_REQUIRED ACTION_
Could you find every line in the records below that contains the word "backpack" and copy it?

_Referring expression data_
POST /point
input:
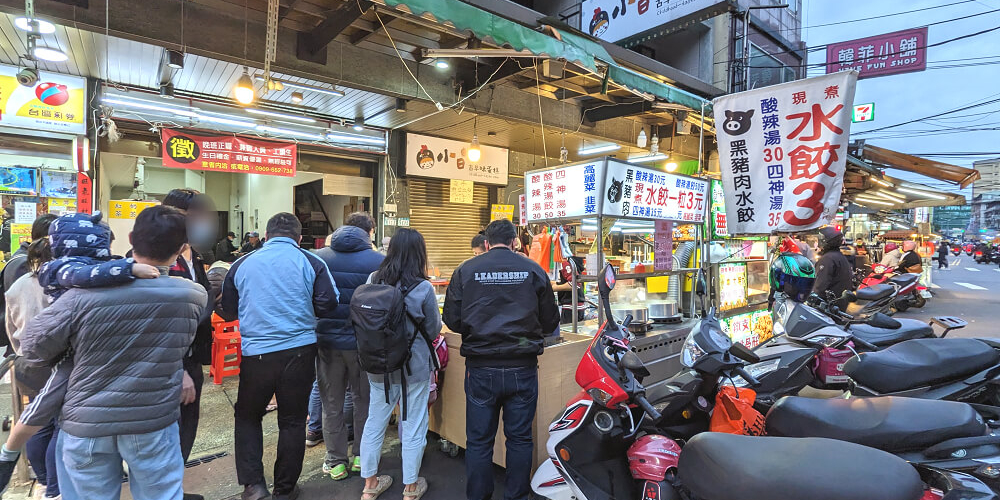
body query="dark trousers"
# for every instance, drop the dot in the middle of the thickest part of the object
(190, 413)
(488, 391)
(41, 453)
(288, 375)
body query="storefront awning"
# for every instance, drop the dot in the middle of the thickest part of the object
(571, 47)
(887, 158)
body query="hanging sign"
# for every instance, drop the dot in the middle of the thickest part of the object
(56, 103)
(783, 153)
(890, 54)
(447, 159)
(498, 212)
(462, 191)
(220, 153)
(663, 245)
(643, 193)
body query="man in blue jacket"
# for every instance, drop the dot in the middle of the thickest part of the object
(351, 260)
(277, 292)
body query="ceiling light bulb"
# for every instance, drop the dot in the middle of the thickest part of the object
(243, 92)
(41, 26)
(49, 54)
(474, 152)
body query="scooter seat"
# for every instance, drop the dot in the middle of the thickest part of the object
(890, 423)
(875, 292)
(919, 363)
(908, 329)
(717, 466)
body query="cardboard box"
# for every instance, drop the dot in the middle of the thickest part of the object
(556, 386)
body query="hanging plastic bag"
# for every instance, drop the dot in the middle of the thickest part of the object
(734, 412)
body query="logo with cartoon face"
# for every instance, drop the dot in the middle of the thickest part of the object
(737, 122)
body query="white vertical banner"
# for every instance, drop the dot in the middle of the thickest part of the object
(783, 153)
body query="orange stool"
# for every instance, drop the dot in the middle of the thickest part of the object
(225, 342)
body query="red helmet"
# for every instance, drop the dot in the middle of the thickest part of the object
(652, 457)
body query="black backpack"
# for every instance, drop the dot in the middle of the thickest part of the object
(379, 316)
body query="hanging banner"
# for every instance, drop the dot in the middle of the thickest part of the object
(55, 103)
(220, 153)
(428, 156)
(783, 153)
(644, 193)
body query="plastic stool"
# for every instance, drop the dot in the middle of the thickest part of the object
(225, 342)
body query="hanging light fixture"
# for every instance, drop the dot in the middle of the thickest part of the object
(243, 92)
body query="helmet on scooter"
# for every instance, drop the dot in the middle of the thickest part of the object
(792, 274)
(653, 457)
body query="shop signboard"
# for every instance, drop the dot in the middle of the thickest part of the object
(563, 192)
(462, 191)
(783, 153)
(55, 103)
(84, 193)
(718, 210)
(643, 193)
(889, 54)
(663, 245)
(228, 153)
(498, 212)
(428, 156)
(616, 20)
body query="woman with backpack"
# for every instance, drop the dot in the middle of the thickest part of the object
(404, 267)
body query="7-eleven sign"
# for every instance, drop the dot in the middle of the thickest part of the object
(863, 113)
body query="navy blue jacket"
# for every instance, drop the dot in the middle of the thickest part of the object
(351, 260)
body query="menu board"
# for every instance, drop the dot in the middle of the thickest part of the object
(642, 193)
(563, 192)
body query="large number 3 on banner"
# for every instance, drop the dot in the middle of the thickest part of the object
(814, 203)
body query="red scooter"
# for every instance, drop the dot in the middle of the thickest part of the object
(909, 293)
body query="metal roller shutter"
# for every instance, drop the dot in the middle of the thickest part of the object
(447, 227)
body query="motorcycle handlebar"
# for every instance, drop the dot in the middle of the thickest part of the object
(646, 407)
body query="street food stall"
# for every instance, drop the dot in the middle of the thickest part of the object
(649, 225)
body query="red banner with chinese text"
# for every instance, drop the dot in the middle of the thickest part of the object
(783, 153)
(222, 153)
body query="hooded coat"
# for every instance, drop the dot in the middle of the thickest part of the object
(351, 260)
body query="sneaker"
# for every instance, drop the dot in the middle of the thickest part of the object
(313, 438)
(337, 472)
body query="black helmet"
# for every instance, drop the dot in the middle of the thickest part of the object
(793, 274)
(830, 239)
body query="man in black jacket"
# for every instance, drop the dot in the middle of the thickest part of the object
(833, 271)
(502, 304)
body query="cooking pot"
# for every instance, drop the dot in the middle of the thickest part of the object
(639, 312)
(662, 309)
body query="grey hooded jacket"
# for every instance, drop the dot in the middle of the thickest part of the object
(128, 342)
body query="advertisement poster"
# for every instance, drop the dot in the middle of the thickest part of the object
(563, 192)
(498, 212)
(447, 159)
(644, 193)
(783, 153)
(462, 191)
(58, 184)
(890, 54)
(663, 246)
(220, 153)
(19, 180)
(56, 103)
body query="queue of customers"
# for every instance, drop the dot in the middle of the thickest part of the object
(111, 352)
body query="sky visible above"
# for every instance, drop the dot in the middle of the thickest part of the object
(960, 73)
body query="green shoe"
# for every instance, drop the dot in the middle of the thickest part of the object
(338, 472)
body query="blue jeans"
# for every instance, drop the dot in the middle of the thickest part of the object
(487, 392)
(91, 468)
(413, 436)
(41, 453)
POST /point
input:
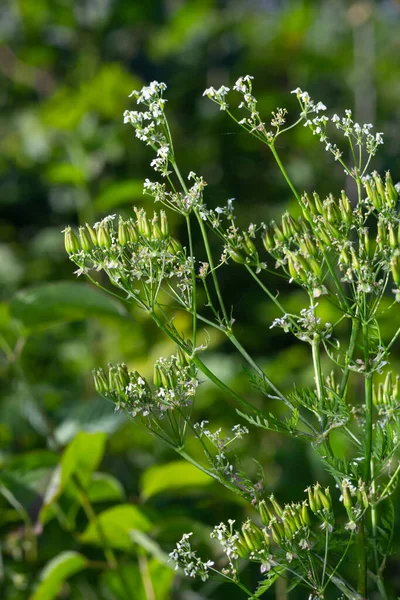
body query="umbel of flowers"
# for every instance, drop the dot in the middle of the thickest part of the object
(342, 250)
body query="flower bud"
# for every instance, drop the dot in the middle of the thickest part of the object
(391, 192)
(379, 185)
(123, 235)
(71, 241)
(103, 236)
(164, 224)
(132, 232)
(123, 375)
(156, 232)
(395, 268)
(318, 204)
(249, 245)
(305, 515)
(265, 514)
(355, 263)
(237, 257)
(181, 357)
(268, 240)
(347, 502)
(345, 208)
(277, 507)
(84, 240)
(174, 247)
(100, 381)
(92, 234)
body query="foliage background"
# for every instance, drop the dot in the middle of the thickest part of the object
(66, 70)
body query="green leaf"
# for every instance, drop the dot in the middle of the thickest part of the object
(175, 475)
(81, 457)
(264, 585)
(45, 305)
(104, 488)
(116, 523)
(121, 192)
(56, 572)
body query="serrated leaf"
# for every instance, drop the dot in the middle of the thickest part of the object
(56, 572)
(175, 475)
(116, 523)
(81, 458)
(264, 585)
(104, 488)
(45, 305)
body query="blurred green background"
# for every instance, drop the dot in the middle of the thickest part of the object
(66, 69)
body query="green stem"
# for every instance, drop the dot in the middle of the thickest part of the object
(342, 297)
(111, 559)
(212, 269)
(349, 355)
(194, 291)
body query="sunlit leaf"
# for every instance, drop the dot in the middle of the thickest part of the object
(116, 524)
(56, 572)
(172, 476)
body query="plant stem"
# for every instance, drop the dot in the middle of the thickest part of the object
(111, 559)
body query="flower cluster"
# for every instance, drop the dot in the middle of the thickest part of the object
(140, 251)
(174, 387)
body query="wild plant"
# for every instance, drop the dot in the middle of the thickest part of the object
(342, 250)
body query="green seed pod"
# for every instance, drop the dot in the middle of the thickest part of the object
(392, 237)
(292, 269)
(372, 194)
(324, 237)
(156, 232)
(103, 236)
(265, 515)
(100, 381)
(249, 245)
(388, 385)
(123, 236)
(241, 547)
(334, 231)
(174, 247)
(123, 375)
(268, 240)
(395, 268)
(157, 377)
(347, 501)
(396, 388)
(182, 359)
(92, 234)
(391, 192)
(237, 257)
(277, 233)
(305, 515)
(293, 225)
(325, 497)
(71, 241)
(132, 232)
(366, 242)
(289, 527)
(318, 204)
(276, 506)
(315, 266)
(355, 263)
(379, 185)
(276, 532)
(164, 224)
(84, 240)
(317, 496)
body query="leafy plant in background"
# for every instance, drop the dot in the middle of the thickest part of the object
(341, 251)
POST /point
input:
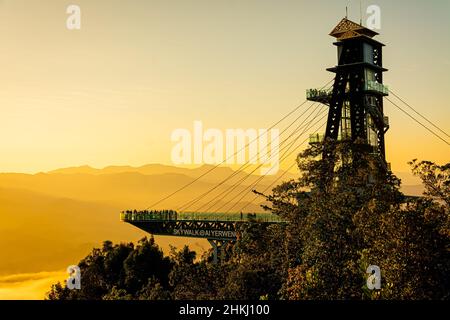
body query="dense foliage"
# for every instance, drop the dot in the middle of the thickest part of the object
(340, 222)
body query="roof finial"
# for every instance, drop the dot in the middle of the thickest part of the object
(360, 13)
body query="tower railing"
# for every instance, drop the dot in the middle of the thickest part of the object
(376, 86)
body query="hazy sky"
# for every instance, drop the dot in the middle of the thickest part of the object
(112, 92)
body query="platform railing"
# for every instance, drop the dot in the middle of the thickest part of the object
(168, 215)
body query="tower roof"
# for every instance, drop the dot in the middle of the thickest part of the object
(348, 29)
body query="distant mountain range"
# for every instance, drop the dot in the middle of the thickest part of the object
(51, 220)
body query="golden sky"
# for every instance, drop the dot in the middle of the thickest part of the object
(112, 92)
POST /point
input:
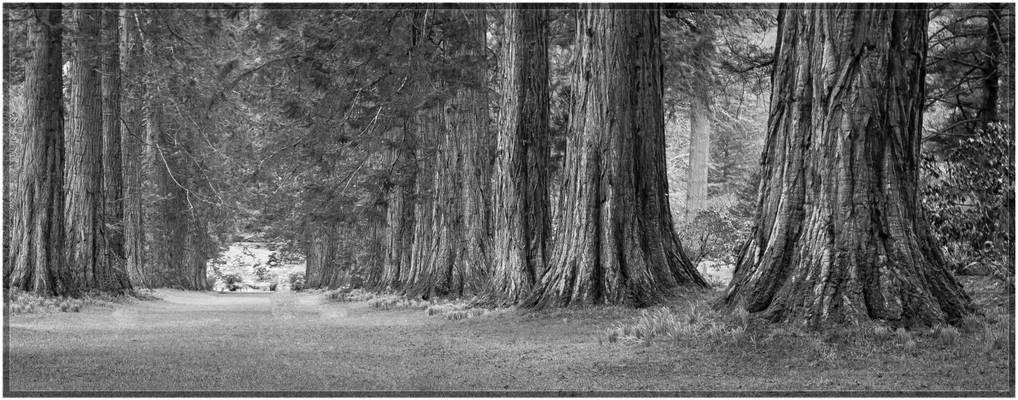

_ANSWER SECTION_
body query="black backpack"
body query="woman with backpack"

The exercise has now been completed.